▶ **CONSIGNE A**
Traduisez en anglais la phrase suivante de l'extrait choisi : « Hitchcock, venu d’Angleterre, était arrivé à Hollywood trois ans après Fritz Lang. »
▶ **CONSIGNE B**
Recopiez, s'il vous plaît, le passage de l'extrait choisi qui va de « A la fin des » jusqu'à « sien en Allemagne. ».
▶ **CONSIGNE C**
Répondez brièvement à ces questions sur l'extrait choisi :
(i) Où Fritz Lang s'était-il installé après avoir fui l'Allemagne nazie ?
(ii) De quel pays Hitchcock était-il venu ?
(iii) Qui a vu un chef-d'œuvre dans ces deux films ?

14/11/2016
Le Tigre du Bengale et Le Tombeau hindou, de Fritz Lang
Chef-d’œuvre aux allures de bande dessinée
Le Tigre du Bengale
et
Le Tombeau hindou
Le Tigre du Bengale et Le Tombeau hindou sont deux films d’aventures captivants de bout en bout. L’intrigue, racontée en deux épisodes, a un côté feuilletonesque qui accumule les péripéties. Comme dans une bande dessinée, Fritz Lang privilégie le récit aux dépens de la psychologie des personnages. Les critiques de la Nouvelle Vague ont vu un chef-d’œuvre dans ces deux films.
A la fin des années 50, cela faisait plus de vingt ans que Fritz Lang vivait en Amérique. Il avait fui l’Allemagne nazie dans les années trente et s’était installé en Californie au milieu d’autres exilés. Ses films, tels que Docteur Mabuse, Métropolis et M le Maudit, l’avaient déjà rendu célèbre, et la MGM, le plus grand studio d’Hollywood, lui avait ouvert grand ses portes. En Amérique, Fritz Lang réalisa des films noir, des films de guerre, des films d’aventure et des westerns, mais sans retrouver le prestige qui avait été le sien en Allemagne.
Pour se convaincre du semi-échec de sa carrière américaine, il suffit de confronter son parcours à celui de son cadet Hitchcock. Hitchcock, venu d’Angleterre, était arrivé à Hollywood trois ans après Fritz Lang. Il s’était spécialisé dans le suspense, et ses films rencontraient le succès. Dans les années cinquante, ses performances au box-office, combinées à ses passages à la télévision dans la série Hitchcock présente, faisaient du Britannique le cinéaste le plus populaire d’Amérique.

[Entrées enregistrées du jeu de données]
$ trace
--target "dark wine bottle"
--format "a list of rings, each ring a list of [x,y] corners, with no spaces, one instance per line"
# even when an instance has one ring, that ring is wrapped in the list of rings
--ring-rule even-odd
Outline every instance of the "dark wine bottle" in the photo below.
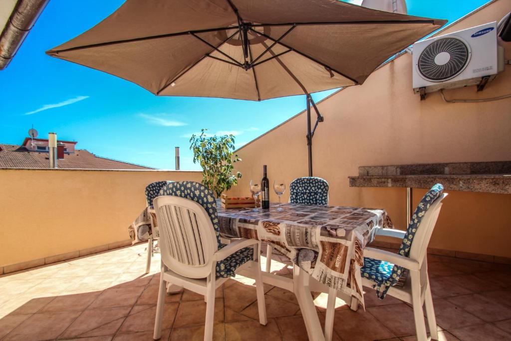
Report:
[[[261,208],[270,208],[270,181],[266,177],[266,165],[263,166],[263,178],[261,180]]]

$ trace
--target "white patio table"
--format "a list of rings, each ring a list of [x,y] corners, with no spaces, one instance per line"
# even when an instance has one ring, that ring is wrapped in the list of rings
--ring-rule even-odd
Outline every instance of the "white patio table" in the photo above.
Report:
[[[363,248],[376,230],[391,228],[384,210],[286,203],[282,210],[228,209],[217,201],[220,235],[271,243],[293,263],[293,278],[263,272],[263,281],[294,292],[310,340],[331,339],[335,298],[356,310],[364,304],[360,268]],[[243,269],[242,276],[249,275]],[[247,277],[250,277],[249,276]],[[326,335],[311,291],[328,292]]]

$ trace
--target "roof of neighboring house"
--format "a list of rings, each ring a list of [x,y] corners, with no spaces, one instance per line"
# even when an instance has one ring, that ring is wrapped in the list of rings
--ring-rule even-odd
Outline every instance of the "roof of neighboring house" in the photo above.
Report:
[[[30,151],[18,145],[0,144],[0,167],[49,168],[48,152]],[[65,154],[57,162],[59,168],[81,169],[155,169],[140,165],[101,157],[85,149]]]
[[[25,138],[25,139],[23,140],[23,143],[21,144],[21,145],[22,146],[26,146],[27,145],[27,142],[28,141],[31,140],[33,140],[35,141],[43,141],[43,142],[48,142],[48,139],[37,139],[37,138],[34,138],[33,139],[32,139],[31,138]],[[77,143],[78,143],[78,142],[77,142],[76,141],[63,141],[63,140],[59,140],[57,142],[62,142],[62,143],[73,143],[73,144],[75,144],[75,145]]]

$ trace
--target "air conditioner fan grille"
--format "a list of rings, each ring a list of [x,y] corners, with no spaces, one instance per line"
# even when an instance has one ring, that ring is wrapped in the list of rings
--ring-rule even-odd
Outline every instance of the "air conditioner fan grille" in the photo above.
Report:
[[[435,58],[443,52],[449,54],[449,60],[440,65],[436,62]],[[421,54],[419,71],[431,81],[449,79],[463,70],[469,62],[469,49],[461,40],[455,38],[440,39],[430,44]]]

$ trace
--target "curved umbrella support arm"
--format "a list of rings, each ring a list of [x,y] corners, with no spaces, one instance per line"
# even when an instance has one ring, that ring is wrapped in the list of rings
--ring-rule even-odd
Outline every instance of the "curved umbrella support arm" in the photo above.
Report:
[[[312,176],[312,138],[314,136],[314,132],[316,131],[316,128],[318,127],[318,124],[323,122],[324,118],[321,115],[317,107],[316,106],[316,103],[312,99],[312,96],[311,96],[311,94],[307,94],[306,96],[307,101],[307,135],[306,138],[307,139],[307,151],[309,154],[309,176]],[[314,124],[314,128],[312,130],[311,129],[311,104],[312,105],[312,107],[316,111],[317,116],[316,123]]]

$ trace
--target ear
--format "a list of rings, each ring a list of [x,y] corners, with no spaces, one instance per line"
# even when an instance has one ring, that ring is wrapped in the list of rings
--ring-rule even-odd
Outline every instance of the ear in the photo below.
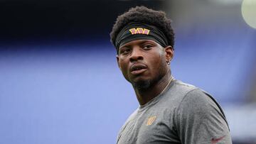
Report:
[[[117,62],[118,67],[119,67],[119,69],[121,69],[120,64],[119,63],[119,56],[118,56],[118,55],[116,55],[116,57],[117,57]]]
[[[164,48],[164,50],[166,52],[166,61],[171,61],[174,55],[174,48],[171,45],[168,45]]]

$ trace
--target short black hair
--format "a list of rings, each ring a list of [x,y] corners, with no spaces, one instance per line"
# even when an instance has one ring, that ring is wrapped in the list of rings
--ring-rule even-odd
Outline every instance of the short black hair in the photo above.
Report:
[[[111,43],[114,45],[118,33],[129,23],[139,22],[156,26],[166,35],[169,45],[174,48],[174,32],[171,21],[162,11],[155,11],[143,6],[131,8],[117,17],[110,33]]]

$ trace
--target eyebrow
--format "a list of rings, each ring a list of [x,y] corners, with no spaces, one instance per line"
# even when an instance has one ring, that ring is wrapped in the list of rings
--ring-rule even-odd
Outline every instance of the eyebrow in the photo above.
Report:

▶ **RÉPONSE ATTENDUE A**
Hitchcock, who had come from England, had arrived in Hollywood three years after Fritz Lang.

▶ **RÉPONSE ATTENDUE B**
A la fin des années 50, cela faisait plus de vingt ans que Fritz Lang vivait en Amérique. Il avait fui l’Allemagne nazie dans les années trente et s’était installé en Californie au milieu d’autres exilés. Ses films, tels que Docteur Mabuse, Métropolis et M le Maudit, l’avaient déjà rendu célèbre, et la MGM, le plus grand studio d’Hollywood, lui avait ouvert grand ses portes. En Amérique, Fritz Lang réalisa des films noir, des films de guerre, des films d’aventure et des westerns, mais sans retrouver le prestige qui avait été le sien en Allemagne.

▶ **RÉPONSE ATTENDUE C**
(i) En Californie, au milieu d'autres exilés.
(ii) D'Angleterre.
(iii) Les critiques de la Nouvelle Vague.